EXTRACT PROVIDED:

========

UNITED STATES–MEXICO–CANADA TRADE FACT SHEET Rebalancing Trade to Support Manufacturing

The United States, Mexico, and Canada have reached an agreement that supports North American manufacturing and mutually beneficial trade. The new United States-Mexico-Canada Agreement (USMCA) will create more balanced, reciprocal trade that supports high-paying jobs for Americans and grows the North American economies.


The United States, Mexico, and Canada have concluded substantive discussions on new rules of origin and origin procedures, including product-specific rules for passenger vehicles, light trucks, and auto parts. This update to the rules of origin will provide greater incentives to source goods and materials in the United States and North America.

Key Achievement: Increasing Regional Value Content Rule

This deal encourages United States manufacturing and regional economic growth by requiring that 75 percent of auto content be made in North America.

The rules will:

  • Help to incentivize up to billions annually
  • Help to preserve and re-shore vehicle and parts production in the United States.
  • Transform supply chains to use more United States content, especially content that is key to future automobile production and high-paying jobs.
  • Close gaps in the current NAFTA agreement that incentivized low wages in automobile and parts production.

Key Achievement: Creating New Labor Value Content Rule

This deal uses trade rules to drive higher wages by requiring that 40-45 percent of auto content be made by workers earning at least $16 per hour.

The rules will:

  • Support better jobs for United States producers and workers by requiring that a significant portion of vehicle content be made with high-wage labor.
  • Ensure that United States producers and workers are able to compete on an even playing field, and incentivize new vehicle and parts investments in the United States.
  • Encourage more investment by auto companies in research and development in the region.

Key Achievement: Exceeding NAFTA 1.0 and TPP Standards with Stronger Rules of Origin and Enforcement

The United States, Mexico, and Canada have agreed to stronger rules of origin that exceed those of both NAFTA 1.0 and the Trans-Pacific Partnership (TPP), including for autos and automobile parts and other industrial products such as chemicals, steel-intensive products, glass, and optical fiber.

This deal exceeds NAFTA 1.0 and the TPP by establishing procedures that streamline certification and verification of rules of origin and that promote strong enforcement.  This includes new cooperation and enforcement provisions that help to prevent duty evasion before it happens.

The new rules will help ensure that only producers using sufficient and significant North American parts and materials receive preferential tariff benefits.

========

[Stored items]
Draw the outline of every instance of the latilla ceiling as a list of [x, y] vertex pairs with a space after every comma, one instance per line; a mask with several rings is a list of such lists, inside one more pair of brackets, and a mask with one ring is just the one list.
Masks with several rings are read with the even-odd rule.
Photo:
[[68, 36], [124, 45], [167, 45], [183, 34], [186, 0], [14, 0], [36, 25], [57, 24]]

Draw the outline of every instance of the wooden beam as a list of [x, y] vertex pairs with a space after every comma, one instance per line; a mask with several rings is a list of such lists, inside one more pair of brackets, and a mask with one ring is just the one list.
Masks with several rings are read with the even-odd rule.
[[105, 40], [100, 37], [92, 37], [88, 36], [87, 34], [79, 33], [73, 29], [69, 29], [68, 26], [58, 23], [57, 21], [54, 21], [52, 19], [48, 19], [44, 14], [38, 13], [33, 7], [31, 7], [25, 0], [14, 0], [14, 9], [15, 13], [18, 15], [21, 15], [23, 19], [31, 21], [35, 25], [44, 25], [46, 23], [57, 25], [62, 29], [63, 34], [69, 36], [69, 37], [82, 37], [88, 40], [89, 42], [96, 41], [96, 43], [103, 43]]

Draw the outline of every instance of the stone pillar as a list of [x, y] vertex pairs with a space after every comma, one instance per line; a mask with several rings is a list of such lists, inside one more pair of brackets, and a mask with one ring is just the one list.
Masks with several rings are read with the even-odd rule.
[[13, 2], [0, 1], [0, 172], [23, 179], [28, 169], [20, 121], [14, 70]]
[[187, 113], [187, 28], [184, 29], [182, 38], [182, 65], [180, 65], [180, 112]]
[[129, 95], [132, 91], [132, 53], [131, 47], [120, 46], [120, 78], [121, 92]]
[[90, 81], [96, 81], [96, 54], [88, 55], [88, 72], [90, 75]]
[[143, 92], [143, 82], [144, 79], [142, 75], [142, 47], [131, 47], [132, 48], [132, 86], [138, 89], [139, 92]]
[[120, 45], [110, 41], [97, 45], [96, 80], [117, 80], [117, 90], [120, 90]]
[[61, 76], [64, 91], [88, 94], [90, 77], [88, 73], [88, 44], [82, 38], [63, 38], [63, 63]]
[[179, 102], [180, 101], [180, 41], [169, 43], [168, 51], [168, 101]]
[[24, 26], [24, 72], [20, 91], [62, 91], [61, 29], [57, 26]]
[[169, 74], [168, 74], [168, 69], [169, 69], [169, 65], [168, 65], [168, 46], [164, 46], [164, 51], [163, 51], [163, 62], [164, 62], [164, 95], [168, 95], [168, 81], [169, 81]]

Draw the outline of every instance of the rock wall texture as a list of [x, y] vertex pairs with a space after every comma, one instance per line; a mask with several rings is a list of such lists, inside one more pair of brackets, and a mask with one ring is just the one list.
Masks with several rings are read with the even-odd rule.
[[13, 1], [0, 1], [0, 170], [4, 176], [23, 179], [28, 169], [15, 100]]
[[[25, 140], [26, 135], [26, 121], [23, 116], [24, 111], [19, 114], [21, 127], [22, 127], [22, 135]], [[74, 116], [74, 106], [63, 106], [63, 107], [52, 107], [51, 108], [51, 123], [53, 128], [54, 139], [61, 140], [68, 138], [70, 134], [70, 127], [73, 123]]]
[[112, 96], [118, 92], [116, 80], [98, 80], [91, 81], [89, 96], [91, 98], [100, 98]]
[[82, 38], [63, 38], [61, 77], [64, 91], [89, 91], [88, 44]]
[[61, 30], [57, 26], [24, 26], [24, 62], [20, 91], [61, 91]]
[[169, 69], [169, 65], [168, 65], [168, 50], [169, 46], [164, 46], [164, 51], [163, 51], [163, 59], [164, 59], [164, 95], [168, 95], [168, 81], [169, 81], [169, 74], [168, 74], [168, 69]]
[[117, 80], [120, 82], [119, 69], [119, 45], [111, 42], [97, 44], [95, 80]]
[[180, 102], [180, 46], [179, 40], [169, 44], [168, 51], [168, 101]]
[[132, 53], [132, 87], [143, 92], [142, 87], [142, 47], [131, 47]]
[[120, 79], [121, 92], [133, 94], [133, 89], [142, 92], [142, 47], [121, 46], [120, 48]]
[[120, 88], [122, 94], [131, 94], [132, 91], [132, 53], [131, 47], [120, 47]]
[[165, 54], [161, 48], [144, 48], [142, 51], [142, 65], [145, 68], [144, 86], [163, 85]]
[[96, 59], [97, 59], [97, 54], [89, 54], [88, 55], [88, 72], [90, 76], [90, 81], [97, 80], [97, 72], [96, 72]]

========

COMPLETE THE FOLLOWING:
1 - Could you update the trade fact sheet from "UNITED STATES–MEXICO–CANADA TRADE" up to and including "North American economies.", with "reciprocal" changed to "fair"?
2 - Can you take the USMCA trade fact sheet further by continuing it after its final sentence?

OUTPUTS BY TASK:
1 -
UNITED STATES–MEXICO–CANADA TRADE FACT SHEET Rebalancing Trade to Support Manufacturing

The United States, Mexico, and Canada have reached an agreement that supports North American manufacturing and mutually beneficial trade. The new United States-Mexico-Canada Agreement (USMCA) will create more balanced, fair trade that supports high-paying jobs for Americans and grows the North American economies.

2 -
New commitments have been included in the Market Access chapter to reflect developments in United States trade agreements that address non-tariff barriers related to trade in remanufactured goods, import licensing, and export licensing.

Key Achievement: Exceeding NAFTA 1.0 and TPP Standards to More Effectively Support Trade in Manufactured Goods

The new Market Access chapter will more effectively support trade in manufactured goods between the United States, Mexico, and Canada by removing provisions that are no longer relevant, updating key references, and affirming commitments that have phased in from the original agreement.

Specifically, the Market Access chapter:

  • Maintains duty-free treatment for originating goods.
  • Maintains the prohibition on export duties, taxes, and other charges and the waiver of specific customs processing fees.
  • Adds new provisions for transparency in import licensing and export licensing procedures.
  • Prohibits Parties from applying: (a) requirements to use local distributors for importation; (b) restrictions on the importation of commercial goods that contain cryptography; (c) import restrictions on used goods to remanufactured goods; and (d) requirements for consular transactions and their associated fees and charges.
  • Updates provisions for duty-free temporary admission of goods to cover shipping containers or other substantial holders used in the shipment of goods.


The new provisions on textiles incentivize greater North American production in textiles and apparel trade, strengthen customs enforcement, and facilitate broader consultation and cooperation among the Parties on issues related to textiles and apparel trade.

Key Achievement: Strengthening Supply Chains to Provide New Market Opportunities for the Textile and Apparel Sector

The provisions will:

  • Promote greater use of Made-in-the-USA fibers, yarns, and fabrics by:
    • Limiting rules that allow for some use of non-NAFTA inputs in textile and apparel trade.
    • Requiring that sewing thread, pocketing fabric, narrow elastic bands, and coated fabric, when incorporated in most apparel and other finished products, be made in the region for those finished products to qualify for trade benefits.
  • Establish a Textiles chapter for North American trade, including textile-specific verification and customs cooperation provisions that provide new tools for strengthening customs enforcement and preventing fraud and circumvention in this important sector.

The new Textiles chapter provisions are stronger than those in NAFTA 1.0 with respect to both enforcement and incentivizing North American production of textiles.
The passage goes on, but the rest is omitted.